And then after that finishes, tar or zip up that GToTree-test-output-with-debug/ output directory, and there will be a directory that looks like 1*.gtotree.tmpdir/, and if you could tar or zip up that too and attach it here that would hopefully help me track down what's going on.

asuria25 commented 1 year ago

Hi @AstrobioMike,

Thanks for the quick reply! I removed the old environment and successfully installed the newer GToTree version. The pfam error is gone, but I'm still having the same issue with the alignment. I've attached the debug directory and script output, but the 1665680208.gtotree.tmpdir.tar.gz file is too large to attach here (70Mb). Is there another way I should send the files, or are there specific files from that folder I should attach?

Thanks for taking a look at this! GToTree-test-output-with-debug.tar.gz 20221013_gtotree_test_run2.txt

AstrobioMike commented 1 year ago

thanks, @asuria25!

I should have thought of that, ha. Could you please email it to me a MikeLee@bmsis.org?

AstrobioMike commented 1 year ago

Update on this while closing:

Turns out a different version of muscle was in front of the conda-installed one in the system PATH. I'm not sure why the conda activate gtotree wasn't putting its bin in at the front of the PATH though ¯_(ツ)_/¯

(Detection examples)

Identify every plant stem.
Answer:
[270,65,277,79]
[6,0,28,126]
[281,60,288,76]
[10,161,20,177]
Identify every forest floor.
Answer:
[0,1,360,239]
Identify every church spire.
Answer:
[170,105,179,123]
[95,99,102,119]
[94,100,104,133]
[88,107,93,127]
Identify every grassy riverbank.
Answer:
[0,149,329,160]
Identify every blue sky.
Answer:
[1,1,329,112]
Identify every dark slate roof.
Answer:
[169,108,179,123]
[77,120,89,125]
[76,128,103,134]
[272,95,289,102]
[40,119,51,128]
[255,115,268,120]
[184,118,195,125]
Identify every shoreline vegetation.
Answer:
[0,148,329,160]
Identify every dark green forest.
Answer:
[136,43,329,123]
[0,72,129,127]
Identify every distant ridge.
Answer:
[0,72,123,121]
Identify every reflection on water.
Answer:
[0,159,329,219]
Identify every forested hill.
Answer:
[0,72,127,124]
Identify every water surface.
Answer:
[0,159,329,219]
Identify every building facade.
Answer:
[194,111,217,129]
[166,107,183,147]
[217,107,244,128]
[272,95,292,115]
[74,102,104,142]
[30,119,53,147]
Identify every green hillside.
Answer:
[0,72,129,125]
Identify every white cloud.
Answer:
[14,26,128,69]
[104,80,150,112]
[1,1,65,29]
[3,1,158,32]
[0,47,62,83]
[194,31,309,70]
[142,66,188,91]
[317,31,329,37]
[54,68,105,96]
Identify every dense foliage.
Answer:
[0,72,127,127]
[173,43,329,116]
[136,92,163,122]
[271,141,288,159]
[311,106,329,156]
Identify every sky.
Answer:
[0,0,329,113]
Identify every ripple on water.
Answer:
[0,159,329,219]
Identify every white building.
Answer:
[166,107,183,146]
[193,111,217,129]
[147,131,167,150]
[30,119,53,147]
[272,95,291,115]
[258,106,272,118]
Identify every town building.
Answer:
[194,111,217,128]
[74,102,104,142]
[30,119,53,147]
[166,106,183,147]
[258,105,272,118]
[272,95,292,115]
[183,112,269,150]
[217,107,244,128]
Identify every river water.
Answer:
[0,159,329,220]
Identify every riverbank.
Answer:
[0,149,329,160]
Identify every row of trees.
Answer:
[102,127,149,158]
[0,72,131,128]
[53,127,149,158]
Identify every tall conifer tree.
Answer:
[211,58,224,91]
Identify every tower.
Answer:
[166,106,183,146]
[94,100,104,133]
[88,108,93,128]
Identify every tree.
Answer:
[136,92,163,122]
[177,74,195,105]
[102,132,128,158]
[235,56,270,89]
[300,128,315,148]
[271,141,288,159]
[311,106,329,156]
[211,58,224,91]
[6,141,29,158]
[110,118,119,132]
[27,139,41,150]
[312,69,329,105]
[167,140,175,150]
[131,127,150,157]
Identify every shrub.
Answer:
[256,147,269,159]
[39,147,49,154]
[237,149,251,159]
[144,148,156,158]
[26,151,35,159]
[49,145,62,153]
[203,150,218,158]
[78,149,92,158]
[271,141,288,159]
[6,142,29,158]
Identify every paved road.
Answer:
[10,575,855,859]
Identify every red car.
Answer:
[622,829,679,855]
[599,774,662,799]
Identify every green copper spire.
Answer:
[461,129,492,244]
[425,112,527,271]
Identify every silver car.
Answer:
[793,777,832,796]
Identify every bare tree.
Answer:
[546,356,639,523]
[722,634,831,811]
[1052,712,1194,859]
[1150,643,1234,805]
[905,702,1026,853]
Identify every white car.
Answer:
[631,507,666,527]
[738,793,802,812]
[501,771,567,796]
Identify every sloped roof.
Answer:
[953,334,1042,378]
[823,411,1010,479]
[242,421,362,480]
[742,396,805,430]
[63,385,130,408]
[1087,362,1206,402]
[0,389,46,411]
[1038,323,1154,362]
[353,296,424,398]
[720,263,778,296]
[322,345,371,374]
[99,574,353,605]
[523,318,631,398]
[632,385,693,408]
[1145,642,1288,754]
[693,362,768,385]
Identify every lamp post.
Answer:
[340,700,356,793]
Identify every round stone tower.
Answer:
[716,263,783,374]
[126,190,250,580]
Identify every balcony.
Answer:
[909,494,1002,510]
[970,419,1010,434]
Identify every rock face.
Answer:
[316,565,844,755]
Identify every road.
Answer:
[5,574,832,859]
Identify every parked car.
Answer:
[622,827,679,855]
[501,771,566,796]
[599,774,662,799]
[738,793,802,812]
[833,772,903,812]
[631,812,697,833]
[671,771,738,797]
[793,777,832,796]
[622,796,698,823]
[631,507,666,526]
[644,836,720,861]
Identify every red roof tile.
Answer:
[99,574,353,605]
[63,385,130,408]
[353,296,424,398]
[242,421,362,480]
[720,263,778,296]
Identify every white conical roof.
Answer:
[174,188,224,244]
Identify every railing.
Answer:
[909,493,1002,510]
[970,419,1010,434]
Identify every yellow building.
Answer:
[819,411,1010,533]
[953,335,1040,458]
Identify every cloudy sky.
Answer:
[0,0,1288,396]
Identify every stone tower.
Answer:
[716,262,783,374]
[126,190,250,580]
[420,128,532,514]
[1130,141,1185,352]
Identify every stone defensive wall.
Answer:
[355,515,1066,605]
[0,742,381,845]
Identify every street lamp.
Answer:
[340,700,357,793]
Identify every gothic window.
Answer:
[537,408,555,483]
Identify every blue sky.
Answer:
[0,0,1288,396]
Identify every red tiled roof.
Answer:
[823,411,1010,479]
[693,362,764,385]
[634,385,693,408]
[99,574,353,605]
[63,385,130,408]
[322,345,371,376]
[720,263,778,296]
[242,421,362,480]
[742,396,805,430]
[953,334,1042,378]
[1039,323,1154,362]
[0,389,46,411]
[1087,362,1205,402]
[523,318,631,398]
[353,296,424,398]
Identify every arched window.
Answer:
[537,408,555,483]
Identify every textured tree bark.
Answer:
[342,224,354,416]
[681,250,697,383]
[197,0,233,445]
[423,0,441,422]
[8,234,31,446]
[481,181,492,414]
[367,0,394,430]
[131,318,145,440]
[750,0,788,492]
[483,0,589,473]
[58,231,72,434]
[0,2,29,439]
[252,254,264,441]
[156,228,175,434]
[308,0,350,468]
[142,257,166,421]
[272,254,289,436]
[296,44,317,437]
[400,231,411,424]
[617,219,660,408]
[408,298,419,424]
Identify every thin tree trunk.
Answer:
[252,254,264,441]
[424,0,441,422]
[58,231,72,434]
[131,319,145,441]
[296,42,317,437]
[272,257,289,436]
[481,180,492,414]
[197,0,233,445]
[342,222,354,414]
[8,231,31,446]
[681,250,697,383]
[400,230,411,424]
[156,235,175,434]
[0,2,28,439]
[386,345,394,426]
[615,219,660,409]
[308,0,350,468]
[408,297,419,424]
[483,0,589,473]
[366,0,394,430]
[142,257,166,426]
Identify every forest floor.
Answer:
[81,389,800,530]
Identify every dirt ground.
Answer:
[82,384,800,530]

### Problem A:
In the GToTree thread, retype the text from "Thanks for taking" to "thanks, @asuria25!".
### Problem B:
Answer these questions using the GToTree thread:
(i) How large was the 1665680208.gtotree.tmpdir.tar.gz file?
(ii) Which error went away after the newer GToTree version was installed?
(iii) What was found ahead of the conda-installed muscle in the system PATH?

### Full output A:
Thanks for taking a look at this! GToTree-test-output-with-debug.tar.gz 20221013_gtotree_test_run2.txt

AstrobioMike commented 1 year ago

thanks, @asuria25!

### Full output B:
(i) It was 70Mb.
(ii) The pfam error went away.
(iii) A different version of muscle was ahead of it.